### Directions for this task
Render the material as a JSON list of strings, one string per line with blank lines left out, covering everything from the line that contains "Thank you for the photo. Could you please identify the open" down to the end of the material, both ends included.

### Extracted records
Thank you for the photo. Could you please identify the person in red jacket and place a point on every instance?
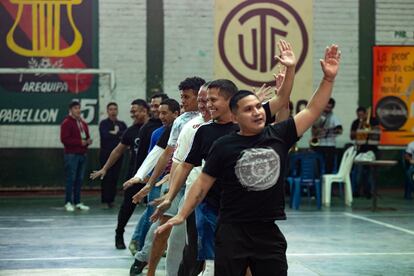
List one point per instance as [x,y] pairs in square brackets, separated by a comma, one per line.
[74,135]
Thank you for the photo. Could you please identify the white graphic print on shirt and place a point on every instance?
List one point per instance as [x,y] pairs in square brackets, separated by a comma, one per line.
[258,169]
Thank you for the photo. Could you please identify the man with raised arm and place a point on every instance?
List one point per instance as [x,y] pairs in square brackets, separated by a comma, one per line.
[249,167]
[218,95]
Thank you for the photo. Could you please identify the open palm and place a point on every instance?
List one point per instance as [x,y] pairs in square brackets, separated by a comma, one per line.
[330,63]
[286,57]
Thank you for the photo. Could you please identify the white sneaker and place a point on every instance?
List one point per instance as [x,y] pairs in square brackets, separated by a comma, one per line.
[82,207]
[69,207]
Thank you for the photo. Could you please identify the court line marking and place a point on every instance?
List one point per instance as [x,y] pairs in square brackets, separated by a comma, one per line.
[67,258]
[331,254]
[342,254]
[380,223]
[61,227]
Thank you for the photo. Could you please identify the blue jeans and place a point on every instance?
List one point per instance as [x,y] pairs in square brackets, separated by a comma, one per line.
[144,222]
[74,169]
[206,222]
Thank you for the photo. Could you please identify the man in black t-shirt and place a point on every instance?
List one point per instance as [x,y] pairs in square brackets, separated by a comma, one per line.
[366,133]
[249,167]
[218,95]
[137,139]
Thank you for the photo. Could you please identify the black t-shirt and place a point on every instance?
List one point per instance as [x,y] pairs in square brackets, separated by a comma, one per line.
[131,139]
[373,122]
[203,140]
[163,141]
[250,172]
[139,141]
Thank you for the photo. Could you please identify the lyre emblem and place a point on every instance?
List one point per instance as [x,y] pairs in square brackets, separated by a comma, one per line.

### Exercise answer
[
  "Thank you for the photo. Could you please identify the open palm and place a point on every instance?",
  "List one point per instance as [x,y] pairs in square brackets, separated by a comma, one per line.",
  "[330,63]",
  "[286,57]",
  "Thank you for the photo. Could you please identify the white sneaker and place a point on every instance?",
  "List one point per instance as [x,y] pairs in square brackets, separated by a comma, one per line.",
  "[82,207]",
  "[69,207]",
  "Thank you for the photo. Could you please identify the court line marking and place a point on every instance?",
  "List one point per instance as [x,y] pairs in square brackets, separated by a comma, one per line.",
  "[67,258]",
  "[331,254]",
  "[342,254]",
  "[380,223]",
  "[61,227]",
  "Thank you for the photo. Could you please identify the blue jeans and place a point on every instance?",
  "List one point per instance as [x,y] pairs in square brackets, separated by a comma, one per line.",
  "[144,222]",
  "[74,169]",
  "[206,222]",
  "Thank you for the photo. Could you please identify the man in black t-shirt and place a point on every instance?",
  "List one point per instance as [x,y] pairs in square brackets, separated by a comma, one per line.",
  "[366,133]",
  "[249,167]",
  "[218,95]",
  "[137,139]",
  "Thank you for the photo. Could you please identify the black t-shirt and place a point on every instance?",
  "List one point per instance as [x,y] pairs in square brackets, separated by a comma, one per line.",
  "[131,139]",
  "[373,122]",
  "[203,140]",
  "[163,141]",
  "[250,172]",
  "[139,141]",
  "Thank you for the photo. Could you please identify the lyre emblem and place a point on every instance?",
  "List one point per instance as [x,y] pairs in square brackets, separated by a comma, one per line."
]